▼▼▼
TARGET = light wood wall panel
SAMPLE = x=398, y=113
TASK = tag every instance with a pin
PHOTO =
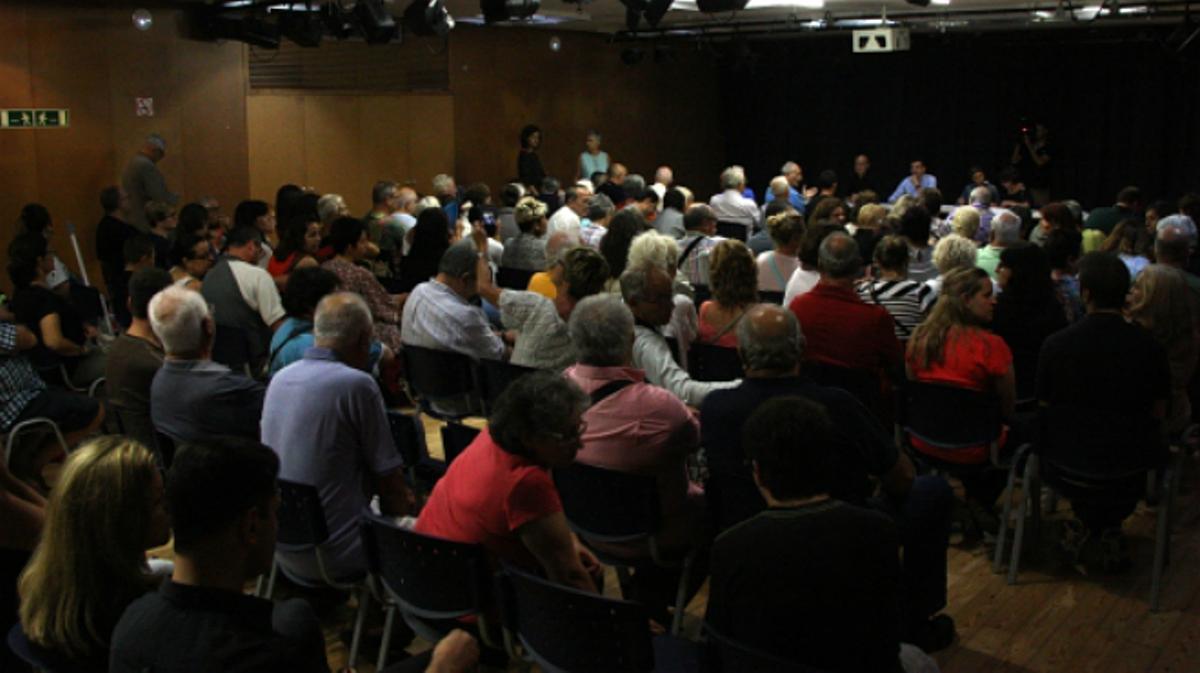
x=345, y=143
▲▲▲
## What to produce
Give the lines of the records above as a JSON list of strings, one string per line, with blank lines omitted and the pictures left out.

## Solution to this exercise
[
  "TARGET = light wood wall panel",
  "SAMPLE = x=398, y=113",
  "TASK = tag every instance with a pin",
  "PHOTO =",
  "x=345, y=143"
]